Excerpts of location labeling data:
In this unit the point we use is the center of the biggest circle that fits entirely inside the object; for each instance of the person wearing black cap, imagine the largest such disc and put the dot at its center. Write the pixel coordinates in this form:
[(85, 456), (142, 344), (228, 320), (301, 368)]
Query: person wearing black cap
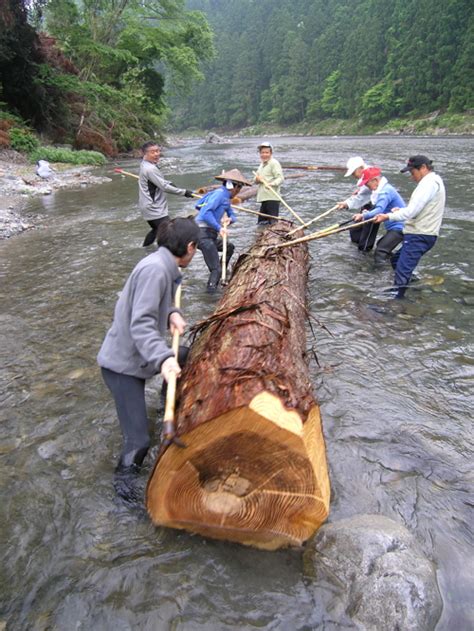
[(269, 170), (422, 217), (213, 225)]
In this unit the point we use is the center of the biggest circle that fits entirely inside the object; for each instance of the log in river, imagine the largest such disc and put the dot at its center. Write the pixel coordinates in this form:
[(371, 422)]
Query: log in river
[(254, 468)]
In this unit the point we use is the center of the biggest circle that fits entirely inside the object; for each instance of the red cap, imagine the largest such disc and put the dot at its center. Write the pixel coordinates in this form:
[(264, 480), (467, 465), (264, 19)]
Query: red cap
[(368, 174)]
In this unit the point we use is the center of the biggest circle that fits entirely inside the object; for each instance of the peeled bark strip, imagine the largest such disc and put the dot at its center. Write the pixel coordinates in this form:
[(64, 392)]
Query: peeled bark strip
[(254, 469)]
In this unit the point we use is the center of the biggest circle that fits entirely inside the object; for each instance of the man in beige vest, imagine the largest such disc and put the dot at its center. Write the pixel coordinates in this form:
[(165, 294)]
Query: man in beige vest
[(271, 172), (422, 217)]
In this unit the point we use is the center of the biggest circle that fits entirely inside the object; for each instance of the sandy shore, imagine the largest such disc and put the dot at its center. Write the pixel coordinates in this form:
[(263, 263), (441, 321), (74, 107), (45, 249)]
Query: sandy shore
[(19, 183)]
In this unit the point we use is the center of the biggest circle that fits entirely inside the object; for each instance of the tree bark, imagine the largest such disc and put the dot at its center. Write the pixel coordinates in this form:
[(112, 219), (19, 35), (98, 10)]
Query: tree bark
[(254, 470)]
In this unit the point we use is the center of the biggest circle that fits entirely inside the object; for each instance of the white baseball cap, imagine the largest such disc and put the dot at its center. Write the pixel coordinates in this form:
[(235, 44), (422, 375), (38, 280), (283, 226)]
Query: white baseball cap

==

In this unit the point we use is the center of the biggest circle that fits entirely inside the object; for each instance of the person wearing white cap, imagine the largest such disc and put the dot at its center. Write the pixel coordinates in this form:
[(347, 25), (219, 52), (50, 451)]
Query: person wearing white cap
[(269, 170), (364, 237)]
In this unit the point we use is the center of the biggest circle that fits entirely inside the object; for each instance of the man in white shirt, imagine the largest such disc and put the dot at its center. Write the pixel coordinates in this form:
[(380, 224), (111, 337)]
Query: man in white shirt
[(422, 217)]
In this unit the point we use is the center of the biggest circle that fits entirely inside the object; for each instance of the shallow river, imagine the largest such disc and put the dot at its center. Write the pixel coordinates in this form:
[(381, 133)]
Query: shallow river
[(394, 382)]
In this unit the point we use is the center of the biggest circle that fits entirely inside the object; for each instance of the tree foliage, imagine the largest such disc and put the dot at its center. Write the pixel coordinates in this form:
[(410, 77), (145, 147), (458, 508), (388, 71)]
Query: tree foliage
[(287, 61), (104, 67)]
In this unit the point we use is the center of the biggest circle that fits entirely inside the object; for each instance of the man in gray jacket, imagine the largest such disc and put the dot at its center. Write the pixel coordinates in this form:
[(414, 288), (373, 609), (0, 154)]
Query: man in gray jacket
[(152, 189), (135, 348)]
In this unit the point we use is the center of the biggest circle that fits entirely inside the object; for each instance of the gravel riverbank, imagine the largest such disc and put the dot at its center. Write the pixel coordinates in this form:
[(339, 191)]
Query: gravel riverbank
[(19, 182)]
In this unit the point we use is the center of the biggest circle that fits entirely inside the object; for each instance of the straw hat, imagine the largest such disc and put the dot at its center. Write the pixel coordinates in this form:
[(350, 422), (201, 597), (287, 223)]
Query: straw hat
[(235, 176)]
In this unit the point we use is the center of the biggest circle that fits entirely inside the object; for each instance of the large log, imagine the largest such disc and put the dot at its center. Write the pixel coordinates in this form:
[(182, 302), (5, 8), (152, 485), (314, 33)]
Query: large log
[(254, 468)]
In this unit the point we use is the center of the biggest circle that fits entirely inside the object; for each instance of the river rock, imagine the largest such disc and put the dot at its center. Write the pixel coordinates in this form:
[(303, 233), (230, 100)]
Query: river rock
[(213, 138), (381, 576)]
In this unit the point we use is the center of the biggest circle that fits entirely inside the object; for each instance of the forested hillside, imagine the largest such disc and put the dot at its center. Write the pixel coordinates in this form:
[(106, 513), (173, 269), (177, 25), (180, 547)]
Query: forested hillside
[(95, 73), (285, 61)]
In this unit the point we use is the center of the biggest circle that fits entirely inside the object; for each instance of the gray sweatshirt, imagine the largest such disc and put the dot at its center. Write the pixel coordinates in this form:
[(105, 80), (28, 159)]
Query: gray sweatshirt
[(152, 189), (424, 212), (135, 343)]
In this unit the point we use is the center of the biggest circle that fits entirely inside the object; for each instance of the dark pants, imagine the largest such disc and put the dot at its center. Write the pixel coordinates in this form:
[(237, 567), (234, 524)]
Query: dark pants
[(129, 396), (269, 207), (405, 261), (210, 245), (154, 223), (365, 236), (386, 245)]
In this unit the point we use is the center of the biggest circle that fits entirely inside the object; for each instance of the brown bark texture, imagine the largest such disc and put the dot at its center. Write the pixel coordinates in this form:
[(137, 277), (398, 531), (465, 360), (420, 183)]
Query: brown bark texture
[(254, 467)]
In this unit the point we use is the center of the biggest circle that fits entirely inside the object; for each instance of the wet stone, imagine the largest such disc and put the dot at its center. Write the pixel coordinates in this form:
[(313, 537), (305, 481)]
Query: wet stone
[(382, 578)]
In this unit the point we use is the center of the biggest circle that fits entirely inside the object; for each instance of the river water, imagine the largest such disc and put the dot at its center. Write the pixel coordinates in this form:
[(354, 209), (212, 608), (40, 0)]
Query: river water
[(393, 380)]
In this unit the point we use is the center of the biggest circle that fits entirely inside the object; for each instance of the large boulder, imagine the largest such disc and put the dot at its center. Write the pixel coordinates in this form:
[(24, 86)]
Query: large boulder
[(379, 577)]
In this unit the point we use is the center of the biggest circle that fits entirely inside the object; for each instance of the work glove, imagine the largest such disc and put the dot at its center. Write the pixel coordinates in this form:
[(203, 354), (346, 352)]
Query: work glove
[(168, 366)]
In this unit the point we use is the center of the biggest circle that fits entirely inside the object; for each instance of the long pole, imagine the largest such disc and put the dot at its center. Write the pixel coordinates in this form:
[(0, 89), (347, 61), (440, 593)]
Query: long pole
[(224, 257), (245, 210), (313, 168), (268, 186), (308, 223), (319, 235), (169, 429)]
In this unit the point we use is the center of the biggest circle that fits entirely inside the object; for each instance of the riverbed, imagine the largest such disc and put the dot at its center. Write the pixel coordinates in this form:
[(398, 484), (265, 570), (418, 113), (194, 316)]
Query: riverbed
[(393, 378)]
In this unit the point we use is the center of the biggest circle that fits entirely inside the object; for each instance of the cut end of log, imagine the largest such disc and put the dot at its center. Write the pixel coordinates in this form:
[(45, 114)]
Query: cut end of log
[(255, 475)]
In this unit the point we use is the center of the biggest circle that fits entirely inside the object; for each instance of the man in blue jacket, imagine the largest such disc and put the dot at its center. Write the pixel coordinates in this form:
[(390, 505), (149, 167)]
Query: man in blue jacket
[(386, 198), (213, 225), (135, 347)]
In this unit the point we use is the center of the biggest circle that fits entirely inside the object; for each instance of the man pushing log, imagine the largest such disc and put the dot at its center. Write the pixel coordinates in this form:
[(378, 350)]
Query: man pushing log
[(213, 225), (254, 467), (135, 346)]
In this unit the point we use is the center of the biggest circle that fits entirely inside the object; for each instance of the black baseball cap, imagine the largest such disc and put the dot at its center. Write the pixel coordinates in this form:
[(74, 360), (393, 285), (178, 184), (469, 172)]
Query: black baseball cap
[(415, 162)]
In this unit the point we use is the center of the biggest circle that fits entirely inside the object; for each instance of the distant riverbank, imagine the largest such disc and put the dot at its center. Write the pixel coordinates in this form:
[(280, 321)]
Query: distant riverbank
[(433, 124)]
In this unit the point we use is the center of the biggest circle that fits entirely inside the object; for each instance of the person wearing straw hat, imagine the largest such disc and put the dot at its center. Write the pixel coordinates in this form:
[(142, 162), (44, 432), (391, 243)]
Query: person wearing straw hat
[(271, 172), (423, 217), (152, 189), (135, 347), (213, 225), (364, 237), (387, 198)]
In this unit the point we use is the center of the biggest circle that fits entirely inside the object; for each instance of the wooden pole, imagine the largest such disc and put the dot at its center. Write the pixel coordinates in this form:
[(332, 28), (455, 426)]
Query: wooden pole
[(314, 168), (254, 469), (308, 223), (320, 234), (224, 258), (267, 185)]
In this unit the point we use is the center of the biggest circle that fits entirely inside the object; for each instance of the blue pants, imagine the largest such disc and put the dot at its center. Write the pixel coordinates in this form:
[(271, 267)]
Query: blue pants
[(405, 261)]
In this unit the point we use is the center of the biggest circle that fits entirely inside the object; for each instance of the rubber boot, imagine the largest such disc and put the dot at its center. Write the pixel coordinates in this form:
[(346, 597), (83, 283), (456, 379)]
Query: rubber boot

**TO DO**
Copy out the lines of the data above word for word, beginning with the line that contains "of the shallow" and continuing through the line that contains "[(381, 133)]", both included.

**SOLUTION BELOW**
In this unit the point we use is the center of the biggest circle that fits entirely inside the object; for each instance of the shallow river, imagine the largest such disc and put the dot at its center. Write the pixel coordinates in this form:
[(381, 133)]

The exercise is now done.